> Problem to solve
Please count the lines in the records below that contain the string "white", treating uppercase and lowercase as different, and reply with only the number.

> Exercise materials
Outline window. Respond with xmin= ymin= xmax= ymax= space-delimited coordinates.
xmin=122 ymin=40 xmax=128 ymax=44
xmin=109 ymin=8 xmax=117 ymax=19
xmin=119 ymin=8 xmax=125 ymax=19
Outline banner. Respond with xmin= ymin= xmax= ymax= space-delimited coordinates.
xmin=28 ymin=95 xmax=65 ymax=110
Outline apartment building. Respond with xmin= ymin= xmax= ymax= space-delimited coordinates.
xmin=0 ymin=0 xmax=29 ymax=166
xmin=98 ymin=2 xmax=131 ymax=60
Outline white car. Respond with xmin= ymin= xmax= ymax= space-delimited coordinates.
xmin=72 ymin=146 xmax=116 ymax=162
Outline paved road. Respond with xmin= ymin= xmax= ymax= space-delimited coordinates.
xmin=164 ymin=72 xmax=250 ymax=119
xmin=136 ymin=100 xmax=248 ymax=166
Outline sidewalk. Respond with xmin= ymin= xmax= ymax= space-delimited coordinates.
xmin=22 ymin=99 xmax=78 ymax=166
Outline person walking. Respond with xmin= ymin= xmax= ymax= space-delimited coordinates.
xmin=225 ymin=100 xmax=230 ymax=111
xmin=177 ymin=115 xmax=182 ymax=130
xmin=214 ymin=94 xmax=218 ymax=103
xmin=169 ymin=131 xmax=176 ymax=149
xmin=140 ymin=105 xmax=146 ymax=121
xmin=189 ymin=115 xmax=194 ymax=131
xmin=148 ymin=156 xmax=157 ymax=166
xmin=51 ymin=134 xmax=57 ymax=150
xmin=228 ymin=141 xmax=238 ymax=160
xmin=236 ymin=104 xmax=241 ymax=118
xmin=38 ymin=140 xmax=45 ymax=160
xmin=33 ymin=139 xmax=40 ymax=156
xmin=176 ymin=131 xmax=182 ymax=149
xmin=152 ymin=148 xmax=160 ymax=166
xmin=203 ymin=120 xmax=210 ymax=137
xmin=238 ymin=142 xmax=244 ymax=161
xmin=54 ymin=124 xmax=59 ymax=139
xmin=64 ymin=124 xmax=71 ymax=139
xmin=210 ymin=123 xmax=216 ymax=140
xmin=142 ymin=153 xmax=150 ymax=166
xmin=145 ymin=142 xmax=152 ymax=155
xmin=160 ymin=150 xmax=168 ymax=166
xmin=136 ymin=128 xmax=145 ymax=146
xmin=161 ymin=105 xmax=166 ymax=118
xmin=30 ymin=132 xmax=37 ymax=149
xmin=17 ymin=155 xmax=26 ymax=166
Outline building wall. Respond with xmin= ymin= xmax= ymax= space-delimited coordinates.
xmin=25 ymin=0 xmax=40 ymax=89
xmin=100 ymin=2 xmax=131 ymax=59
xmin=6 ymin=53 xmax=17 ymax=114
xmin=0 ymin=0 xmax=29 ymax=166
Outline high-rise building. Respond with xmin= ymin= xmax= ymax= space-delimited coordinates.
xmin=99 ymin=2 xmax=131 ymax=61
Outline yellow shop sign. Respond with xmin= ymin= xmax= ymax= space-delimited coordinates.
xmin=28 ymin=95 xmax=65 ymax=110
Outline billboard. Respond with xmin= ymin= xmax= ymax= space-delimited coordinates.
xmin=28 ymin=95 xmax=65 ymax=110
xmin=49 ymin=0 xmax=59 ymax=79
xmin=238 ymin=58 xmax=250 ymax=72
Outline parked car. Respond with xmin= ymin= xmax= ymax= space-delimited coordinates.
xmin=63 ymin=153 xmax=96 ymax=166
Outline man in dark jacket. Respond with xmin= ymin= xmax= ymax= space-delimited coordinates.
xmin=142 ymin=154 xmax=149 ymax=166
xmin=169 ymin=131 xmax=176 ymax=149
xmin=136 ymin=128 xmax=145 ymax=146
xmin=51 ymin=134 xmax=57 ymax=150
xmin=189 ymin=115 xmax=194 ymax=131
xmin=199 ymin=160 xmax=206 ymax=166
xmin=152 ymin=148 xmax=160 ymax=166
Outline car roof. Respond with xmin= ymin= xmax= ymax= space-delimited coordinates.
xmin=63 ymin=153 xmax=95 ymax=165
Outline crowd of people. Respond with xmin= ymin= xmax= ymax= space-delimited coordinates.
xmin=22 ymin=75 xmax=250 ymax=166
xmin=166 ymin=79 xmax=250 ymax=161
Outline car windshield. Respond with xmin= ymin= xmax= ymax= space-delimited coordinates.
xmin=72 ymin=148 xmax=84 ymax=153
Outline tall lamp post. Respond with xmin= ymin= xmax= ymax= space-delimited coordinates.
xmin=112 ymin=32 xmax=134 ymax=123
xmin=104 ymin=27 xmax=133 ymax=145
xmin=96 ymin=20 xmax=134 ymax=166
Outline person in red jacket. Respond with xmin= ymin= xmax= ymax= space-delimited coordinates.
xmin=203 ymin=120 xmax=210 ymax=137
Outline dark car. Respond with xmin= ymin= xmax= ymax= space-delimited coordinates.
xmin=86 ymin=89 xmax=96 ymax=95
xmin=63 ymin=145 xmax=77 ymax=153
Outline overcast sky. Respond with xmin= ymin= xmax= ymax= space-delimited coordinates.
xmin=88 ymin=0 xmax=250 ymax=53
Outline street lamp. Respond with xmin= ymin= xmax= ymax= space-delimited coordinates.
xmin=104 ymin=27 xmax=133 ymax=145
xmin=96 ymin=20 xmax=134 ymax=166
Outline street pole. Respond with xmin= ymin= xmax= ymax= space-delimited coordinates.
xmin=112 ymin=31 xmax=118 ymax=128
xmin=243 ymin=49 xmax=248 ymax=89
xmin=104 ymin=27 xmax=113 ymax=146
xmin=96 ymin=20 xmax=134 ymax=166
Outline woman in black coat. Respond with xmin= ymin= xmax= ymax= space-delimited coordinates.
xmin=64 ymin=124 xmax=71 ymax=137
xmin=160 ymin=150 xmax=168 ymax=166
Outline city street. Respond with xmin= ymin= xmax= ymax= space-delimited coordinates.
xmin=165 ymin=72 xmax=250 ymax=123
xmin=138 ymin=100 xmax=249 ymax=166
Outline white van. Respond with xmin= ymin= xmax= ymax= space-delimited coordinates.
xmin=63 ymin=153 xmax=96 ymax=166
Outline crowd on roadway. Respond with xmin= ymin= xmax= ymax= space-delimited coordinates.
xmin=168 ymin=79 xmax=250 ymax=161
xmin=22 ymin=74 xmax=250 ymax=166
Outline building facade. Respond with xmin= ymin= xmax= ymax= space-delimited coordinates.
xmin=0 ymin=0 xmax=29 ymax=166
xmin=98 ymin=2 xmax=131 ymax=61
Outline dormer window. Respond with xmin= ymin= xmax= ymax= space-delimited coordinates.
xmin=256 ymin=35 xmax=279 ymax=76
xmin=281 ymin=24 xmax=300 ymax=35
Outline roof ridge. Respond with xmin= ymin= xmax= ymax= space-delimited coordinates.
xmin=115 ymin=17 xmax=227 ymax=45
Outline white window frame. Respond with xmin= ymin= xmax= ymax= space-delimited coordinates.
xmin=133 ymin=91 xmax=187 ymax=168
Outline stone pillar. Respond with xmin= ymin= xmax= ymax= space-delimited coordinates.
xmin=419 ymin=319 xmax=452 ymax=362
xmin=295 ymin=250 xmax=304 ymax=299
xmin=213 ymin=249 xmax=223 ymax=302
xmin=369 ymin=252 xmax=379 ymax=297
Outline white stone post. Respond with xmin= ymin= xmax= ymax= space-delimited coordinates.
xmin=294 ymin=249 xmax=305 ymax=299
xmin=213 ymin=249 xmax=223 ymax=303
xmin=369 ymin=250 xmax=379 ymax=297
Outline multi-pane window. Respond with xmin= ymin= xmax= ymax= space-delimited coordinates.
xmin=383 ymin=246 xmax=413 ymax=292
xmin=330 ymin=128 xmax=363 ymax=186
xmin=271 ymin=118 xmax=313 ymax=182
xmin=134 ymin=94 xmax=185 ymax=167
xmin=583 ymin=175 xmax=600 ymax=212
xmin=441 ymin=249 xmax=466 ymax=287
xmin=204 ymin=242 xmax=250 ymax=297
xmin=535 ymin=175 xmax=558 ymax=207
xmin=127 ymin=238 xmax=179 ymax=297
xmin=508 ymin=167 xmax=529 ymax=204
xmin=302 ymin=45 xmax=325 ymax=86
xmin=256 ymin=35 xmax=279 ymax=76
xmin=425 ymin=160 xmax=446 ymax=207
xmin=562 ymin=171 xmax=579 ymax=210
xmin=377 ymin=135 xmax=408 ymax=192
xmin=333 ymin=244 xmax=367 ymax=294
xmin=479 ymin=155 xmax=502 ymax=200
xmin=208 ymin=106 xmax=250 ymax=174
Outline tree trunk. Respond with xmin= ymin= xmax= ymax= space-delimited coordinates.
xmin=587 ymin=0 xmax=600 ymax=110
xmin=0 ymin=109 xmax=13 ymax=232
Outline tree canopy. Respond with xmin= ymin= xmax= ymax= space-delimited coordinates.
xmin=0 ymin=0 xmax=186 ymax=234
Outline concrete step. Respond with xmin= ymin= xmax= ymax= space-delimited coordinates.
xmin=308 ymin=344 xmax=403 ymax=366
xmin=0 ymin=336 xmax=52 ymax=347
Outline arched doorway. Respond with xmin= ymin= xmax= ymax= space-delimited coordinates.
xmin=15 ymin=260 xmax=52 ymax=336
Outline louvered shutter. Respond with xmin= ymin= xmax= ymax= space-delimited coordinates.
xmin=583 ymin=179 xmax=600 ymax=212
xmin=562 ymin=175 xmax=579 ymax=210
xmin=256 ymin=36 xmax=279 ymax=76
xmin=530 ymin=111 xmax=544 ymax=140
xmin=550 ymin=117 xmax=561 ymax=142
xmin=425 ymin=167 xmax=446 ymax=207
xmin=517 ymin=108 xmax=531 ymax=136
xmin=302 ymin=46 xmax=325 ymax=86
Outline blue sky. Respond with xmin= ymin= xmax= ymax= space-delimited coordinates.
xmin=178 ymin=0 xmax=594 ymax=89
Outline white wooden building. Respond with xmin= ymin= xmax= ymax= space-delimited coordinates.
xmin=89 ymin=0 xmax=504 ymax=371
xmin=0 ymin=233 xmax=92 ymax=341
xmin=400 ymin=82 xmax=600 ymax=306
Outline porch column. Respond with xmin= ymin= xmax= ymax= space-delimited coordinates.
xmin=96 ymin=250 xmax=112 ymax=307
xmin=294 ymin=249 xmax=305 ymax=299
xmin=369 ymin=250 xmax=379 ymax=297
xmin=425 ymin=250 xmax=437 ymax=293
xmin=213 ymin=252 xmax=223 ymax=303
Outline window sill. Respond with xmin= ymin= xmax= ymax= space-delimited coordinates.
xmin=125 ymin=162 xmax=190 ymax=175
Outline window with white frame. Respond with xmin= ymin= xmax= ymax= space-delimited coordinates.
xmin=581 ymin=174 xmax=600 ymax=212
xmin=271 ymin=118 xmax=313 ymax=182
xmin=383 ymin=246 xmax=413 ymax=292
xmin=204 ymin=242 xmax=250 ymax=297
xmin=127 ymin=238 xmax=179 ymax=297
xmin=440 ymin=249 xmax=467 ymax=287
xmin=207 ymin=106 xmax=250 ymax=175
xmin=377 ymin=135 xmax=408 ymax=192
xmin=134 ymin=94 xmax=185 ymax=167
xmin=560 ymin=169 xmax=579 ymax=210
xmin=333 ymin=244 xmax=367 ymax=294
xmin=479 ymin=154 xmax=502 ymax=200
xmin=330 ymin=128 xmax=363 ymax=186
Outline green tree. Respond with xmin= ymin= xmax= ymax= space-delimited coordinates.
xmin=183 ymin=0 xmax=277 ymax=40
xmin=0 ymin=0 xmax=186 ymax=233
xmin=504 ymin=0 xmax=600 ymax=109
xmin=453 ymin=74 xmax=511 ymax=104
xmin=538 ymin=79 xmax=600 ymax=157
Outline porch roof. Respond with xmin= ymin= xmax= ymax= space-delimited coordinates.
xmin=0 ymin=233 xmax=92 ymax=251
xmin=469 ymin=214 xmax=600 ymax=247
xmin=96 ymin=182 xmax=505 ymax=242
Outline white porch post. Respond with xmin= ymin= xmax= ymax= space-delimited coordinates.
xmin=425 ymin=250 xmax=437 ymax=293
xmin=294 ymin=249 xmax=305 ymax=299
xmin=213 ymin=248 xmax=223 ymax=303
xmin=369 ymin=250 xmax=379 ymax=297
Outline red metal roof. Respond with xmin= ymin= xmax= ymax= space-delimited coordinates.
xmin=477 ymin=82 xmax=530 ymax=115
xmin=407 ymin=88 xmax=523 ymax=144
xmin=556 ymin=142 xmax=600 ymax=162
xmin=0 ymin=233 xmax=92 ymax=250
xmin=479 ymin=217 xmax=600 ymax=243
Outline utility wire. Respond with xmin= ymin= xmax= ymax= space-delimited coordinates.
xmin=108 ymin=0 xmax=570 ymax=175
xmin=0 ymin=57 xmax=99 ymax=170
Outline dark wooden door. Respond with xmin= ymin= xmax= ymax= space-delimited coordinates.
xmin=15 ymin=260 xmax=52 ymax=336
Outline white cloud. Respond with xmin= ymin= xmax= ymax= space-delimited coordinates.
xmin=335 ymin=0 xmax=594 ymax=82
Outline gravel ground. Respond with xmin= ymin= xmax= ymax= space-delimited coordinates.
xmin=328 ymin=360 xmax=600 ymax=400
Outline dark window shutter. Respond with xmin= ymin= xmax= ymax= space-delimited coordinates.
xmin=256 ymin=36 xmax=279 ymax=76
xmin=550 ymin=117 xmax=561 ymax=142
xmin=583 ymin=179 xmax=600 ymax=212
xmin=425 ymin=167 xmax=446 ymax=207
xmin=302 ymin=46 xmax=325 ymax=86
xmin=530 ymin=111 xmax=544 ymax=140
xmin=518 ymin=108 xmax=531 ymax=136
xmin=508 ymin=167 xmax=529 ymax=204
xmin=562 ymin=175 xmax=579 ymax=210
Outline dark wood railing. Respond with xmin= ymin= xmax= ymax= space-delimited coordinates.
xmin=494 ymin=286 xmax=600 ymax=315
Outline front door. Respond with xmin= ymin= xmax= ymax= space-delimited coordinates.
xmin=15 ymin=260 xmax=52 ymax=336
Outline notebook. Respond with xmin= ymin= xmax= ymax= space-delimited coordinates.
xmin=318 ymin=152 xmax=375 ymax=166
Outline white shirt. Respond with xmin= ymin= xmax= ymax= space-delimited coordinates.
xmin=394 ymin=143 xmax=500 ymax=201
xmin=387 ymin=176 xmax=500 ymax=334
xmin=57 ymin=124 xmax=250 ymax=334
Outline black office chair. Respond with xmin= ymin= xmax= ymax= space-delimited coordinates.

> Problem solution
9